- _TASK DESCRIPTION_: Every line below that holds the string "orange" should be copied.

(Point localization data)

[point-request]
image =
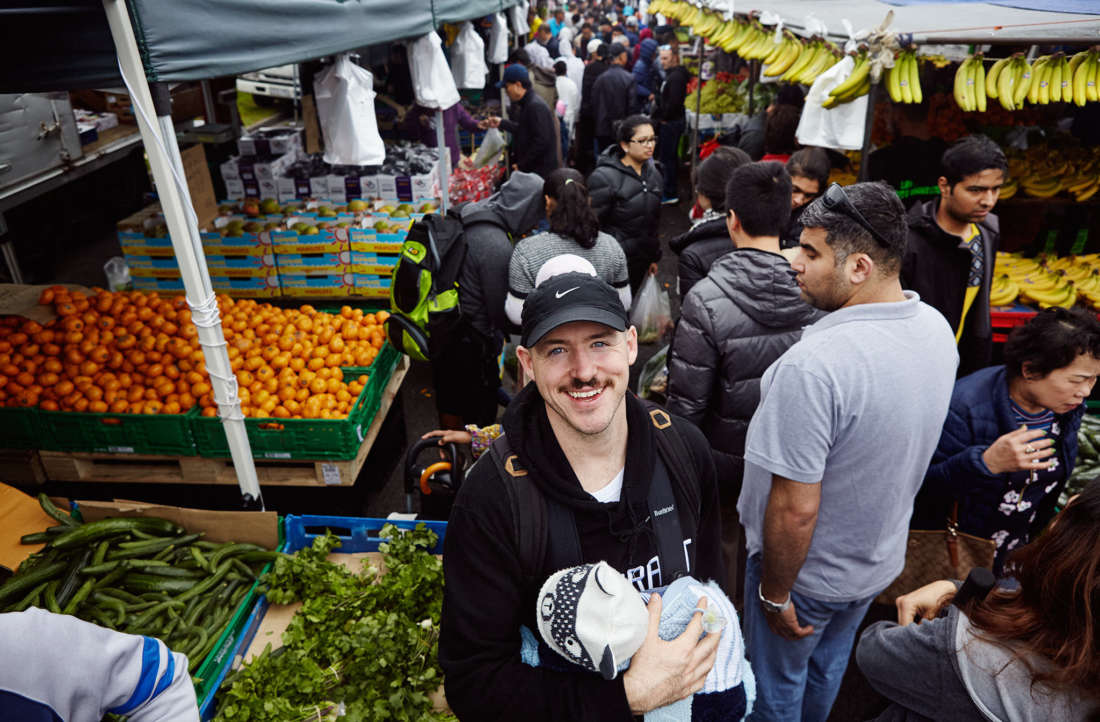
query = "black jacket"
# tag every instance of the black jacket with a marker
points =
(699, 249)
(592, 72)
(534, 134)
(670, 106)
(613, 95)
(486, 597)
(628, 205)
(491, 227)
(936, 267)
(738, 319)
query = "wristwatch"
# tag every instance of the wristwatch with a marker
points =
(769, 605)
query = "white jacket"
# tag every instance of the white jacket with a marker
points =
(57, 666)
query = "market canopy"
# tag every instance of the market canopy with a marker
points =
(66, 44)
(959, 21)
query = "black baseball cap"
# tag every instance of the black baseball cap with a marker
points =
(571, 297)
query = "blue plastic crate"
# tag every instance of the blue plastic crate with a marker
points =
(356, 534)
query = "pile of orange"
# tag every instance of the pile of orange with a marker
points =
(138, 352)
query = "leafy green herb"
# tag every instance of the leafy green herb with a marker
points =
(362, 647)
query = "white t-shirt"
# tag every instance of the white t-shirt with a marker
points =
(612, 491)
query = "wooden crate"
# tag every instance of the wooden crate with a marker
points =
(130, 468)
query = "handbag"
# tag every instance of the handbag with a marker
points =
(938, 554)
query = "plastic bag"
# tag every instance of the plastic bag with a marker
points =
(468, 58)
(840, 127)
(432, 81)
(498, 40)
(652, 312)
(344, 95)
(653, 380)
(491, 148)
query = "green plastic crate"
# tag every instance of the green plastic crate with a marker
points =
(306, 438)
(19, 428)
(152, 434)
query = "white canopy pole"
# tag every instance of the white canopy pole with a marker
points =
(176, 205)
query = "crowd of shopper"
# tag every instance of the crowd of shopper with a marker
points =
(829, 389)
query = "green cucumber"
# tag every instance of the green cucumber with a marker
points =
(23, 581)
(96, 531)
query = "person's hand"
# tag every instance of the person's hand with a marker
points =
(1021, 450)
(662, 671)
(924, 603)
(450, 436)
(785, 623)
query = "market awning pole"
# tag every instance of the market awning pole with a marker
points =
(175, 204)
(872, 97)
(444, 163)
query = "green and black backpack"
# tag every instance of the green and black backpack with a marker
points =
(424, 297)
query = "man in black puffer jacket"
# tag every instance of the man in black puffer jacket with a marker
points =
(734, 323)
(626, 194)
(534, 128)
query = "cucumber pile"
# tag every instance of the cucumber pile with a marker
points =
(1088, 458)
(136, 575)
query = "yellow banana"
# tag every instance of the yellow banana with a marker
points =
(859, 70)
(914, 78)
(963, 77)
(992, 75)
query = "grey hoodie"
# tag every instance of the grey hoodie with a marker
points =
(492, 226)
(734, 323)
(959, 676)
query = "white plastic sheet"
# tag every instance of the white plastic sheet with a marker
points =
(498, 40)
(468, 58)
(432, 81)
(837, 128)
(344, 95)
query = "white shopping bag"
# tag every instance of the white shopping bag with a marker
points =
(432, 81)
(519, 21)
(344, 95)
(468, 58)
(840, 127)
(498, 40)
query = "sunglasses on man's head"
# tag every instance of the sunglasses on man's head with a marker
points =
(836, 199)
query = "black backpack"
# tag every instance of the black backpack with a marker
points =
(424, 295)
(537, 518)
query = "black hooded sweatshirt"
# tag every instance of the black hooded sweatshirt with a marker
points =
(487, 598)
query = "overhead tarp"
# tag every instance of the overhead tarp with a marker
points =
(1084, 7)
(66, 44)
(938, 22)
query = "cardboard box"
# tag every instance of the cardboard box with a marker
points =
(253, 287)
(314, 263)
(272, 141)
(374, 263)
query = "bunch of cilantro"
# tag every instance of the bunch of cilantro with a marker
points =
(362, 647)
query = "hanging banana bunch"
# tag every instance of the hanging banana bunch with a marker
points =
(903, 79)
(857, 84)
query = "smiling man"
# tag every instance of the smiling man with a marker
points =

- _EXERCISE OUTPUT_:
query = "pile of orange"
# tag every instance of the pile of orange with a marker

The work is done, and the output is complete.